_What is expected_
Rewrite the passage of the occupational therapy text below from "Occupational therapists also" up to and including "to be independent.", putting "breathlessness" in place of "shortness of breath".

_Text block_
“One reason people often don’t understand occupational therapy is because the name is so misleading,” said FMH Home Health Occupational Therapist Michelle McGee. “The word ‘occupational’ sounds like we focus on job-related tasks, and that’s not it at all. What we really do is help patients who have lost some or all of their ability to perform everyday tasks to do those same activities—just in a different way.”
“For example, patients who have progressive muscular diseases, or have suffered a stroke or a head injury, may need to learn how to dress, bathe, shave, cook or empty the dishwasher all over again. The job of an occupational therapist is to get to know the patient, determine what deficits are present, and help them relearn how to continue to perform all those ‘Activities of Daily Living,’ also known as ‘ADLs,’ safely and effectively.
Occupational therapists also play an important role in cognitive rehabilitation for patients whose attention, problem solving, judgment, or reasoning have been affected by stroke, Alzheimer’s and other dementias and traumatic brain injuries. They also work with patients who deal with chronic respiratory distress or shortness of breath to breathe more efficiently, conserve energy and find ways to continue to be independent.
“I have viral asthma, so I get out of breath easy,” said patient Elizabeth “Bea” Adams. “I also have stiffness in my joints, especially my shoulders. I just couldn’t do the things I used to do by myself, and I was getting worried. But the therapist came in here and taught me some shortcuts that I never thought of. They helped me learn new ways to get dressed, and brought me some tools that make everyday things a little easier.”
“There is significant evidence that the brain has a greater capacity than we realized to redirect pathways and relearn skills, even many years after damage has occurred,” says McGee. “Considering the increasing number of people with disease or injury-related cognitive disorders, that’s really good news.”
“My husband and I have been married for more than 50 years,” said Mrs. Adams. “We both feel lucky that we have the nurses and therapists from FMH Home Health to come in and help us be safe and stay comfortable in our own home.”

_Data records_
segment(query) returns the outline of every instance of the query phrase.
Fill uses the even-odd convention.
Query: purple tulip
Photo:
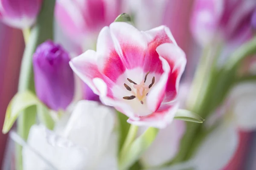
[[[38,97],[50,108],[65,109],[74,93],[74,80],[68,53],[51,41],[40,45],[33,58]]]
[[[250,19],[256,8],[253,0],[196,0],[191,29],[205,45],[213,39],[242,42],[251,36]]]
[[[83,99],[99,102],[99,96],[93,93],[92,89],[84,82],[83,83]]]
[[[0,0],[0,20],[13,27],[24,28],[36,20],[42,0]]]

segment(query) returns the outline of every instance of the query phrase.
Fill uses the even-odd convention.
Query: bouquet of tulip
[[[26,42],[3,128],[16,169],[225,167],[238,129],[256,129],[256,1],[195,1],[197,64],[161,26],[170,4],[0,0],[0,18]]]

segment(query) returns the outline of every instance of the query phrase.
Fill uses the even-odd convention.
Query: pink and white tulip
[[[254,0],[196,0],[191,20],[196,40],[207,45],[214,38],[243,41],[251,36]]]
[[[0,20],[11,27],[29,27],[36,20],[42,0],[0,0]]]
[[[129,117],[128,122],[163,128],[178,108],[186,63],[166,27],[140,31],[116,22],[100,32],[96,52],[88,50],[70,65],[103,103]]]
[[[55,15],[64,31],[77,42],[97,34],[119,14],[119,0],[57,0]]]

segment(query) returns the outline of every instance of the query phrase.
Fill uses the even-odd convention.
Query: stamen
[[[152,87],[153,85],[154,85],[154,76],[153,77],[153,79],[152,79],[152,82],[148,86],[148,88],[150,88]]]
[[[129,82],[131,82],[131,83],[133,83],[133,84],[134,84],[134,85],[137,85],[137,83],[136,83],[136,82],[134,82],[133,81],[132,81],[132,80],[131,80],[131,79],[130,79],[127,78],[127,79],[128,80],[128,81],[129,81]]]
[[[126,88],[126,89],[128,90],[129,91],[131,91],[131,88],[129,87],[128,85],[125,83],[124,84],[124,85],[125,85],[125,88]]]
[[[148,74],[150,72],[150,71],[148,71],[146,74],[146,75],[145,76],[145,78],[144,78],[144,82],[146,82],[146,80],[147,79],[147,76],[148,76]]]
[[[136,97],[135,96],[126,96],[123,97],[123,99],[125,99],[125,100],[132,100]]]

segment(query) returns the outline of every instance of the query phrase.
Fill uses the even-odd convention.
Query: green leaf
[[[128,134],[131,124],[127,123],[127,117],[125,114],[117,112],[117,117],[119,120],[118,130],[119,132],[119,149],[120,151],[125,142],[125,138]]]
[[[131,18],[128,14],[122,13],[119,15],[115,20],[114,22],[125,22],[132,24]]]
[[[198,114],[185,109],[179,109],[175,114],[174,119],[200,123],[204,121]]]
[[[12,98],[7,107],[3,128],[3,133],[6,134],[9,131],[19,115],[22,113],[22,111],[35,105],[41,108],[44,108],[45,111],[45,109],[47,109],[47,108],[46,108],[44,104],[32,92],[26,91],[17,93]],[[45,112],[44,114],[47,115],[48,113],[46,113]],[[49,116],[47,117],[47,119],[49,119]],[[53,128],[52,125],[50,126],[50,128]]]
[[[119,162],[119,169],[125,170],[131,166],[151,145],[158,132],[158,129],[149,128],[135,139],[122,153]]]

* * *

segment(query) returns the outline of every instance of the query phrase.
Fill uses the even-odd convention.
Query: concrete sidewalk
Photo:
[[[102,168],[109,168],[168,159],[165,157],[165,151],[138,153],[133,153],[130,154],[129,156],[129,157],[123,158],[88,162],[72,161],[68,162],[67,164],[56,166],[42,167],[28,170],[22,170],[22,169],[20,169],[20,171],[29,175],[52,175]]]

...

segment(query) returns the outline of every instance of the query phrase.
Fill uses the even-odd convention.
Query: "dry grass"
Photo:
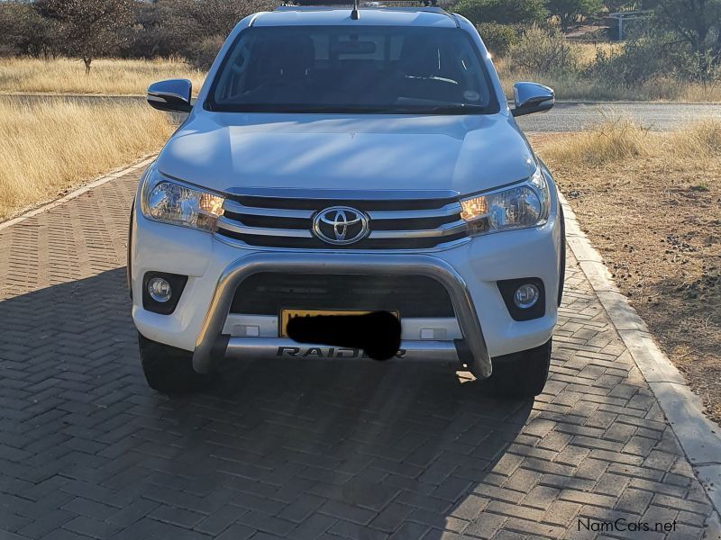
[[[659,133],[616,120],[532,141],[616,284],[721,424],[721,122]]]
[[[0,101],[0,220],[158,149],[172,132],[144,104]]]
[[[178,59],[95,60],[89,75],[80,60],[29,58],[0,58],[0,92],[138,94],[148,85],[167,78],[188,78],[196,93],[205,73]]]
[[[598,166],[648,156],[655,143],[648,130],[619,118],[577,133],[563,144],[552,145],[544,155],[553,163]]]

_Response to the exercise_
Occupational therapists also play an important role in cognitive rehabilitation for patients whose attention, problem solving, judgment, or reasoning have been affected by stroke, Alzheimer’s and other dementias and traumatic brain injuries. They also work with patients who deal with chronic respiratory distress or breathlessness to breathe more efficiently, conserve energy and find ways to continue to be independent.